What is being asked:
Given the entries that follow, write out exactly the lines starting at the one containing "<point>21,145</point>" and ending at the one containing "<point>228,174</point>", both ends included, and only those.

##### Provided material #####

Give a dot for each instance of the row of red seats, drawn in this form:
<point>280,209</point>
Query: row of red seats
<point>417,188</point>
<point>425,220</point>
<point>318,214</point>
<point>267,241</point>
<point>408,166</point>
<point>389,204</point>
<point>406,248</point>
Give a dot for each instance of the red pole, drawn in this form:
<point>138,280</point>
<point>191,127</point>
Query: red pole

#####
##### Provided material #####

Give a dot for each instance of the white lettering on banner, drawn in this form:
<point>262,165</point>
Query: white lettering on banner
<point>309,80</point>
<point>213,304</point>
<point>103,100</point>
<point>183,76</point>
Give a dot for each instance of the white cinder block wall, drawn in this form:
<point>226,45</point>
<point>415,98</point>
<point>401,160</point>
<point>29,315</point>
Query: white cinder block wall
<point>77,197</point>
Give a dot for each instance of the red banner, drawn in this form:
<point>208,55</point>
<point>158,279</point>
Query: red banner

#####
##### Provided material #####

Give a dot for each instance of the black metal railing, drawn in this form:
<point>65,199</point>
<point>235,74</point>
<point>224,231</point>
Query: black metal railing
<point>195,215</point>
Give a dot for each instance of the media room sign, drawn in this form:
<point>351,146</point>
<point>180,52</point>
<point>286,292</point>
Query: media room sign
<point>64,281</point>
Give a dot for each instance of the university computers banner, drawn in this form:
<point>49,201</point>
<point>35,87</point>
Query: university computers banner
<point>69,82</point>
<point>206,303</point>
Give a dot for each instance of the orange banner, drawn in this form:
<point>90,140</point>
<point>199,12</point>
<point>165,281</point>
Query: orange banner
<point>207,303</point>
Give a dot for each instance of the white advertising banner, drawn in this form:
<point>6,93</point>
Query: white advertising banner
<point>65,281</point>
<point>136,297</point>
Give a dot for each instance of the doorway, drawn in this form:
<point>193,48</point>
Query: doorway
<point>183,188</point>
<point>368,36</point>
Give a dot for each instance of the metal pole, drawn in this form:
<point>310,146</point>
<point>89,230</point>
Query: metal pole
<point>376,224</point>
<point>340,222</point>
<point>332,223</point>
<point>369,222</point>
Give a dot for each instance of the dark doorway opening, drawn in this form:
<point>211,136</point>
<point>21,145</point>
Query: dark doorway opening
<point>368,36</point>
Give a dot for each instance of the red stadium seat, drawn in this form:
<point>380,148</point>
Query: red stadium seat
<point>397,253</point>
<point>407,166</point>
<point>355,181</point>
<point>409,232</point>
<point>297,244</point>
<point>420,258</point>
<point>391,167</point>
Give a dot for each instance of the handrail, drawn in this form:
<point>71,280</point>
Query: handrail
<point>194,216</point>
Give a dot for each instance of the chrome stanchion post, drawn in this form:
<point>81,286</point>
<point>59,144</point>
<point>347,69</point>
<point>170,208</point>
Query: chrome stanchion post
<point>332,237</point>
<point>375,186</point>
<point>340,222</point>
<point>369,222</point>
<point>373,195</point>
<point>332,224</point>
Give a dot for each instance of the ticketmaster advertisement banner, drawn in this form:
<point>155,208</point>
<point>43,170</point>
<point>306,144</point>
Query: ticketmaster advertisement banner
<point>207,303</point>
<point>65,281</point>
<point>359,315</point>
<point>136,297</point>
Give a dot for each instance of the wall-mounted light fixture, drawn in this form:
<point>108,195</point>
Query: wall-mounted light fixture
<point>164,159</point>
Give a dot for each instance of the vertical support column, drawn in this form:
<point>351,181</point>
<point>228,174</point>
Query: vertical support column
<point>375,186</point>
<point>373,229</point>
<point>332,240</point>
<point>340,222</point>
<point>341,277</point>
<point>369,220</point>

#####

Exercise output:
<point>21,145</point>
Query: dark doorway opening
<point>368,36</point>
Give a dot for each instance of the red stadium seat, drawn in this form:
<point>380,148</point>
Query: red stadium seat
<point>397,253</point>
<point>407,166</point>
<point>355,181</point>
<point>409,232</point>
<point>297,244</point>
<point>420,258</point>
<point>391,167</point>
Give a dot for each instance of the handrail, drawn in this form:
<point>71,280</point>
Query: handrail
<point>194,216</point>
Give a dot for each instance of the chrome stanchion post, drawn in this form:
<point>81,286</point>
<point>59,144</point>
<point>347,69</point>
<point>170,208</point>
Query: chrome stanchion post
<point>332,237</point>
<point>375,186</point>
<point>340,222</point>
<point>369,222</point>
<point>373,195</point>
<point>332,224</point>
Give a dot for each instance of the ticketmaster advertisement banner, drawn in this form:
<point>155,208</point>
<point>43,170</point>
<point>306,144</point>
Query: ticketmaster advertisement banner
<point>207,303</point>
<point>65,281</point>
<point>359,315</point>
<point>136,297</point>
Give a dot for each instance of the wall-mounted light fixture, drawn in this form:
<point>108,195</point>
Query: wall-mounted light fixture
<point>164,159</point>
Give a dot for each instance of the vertical support column, drawn in this form:
<point>351,181</point>
<point>228,174</point>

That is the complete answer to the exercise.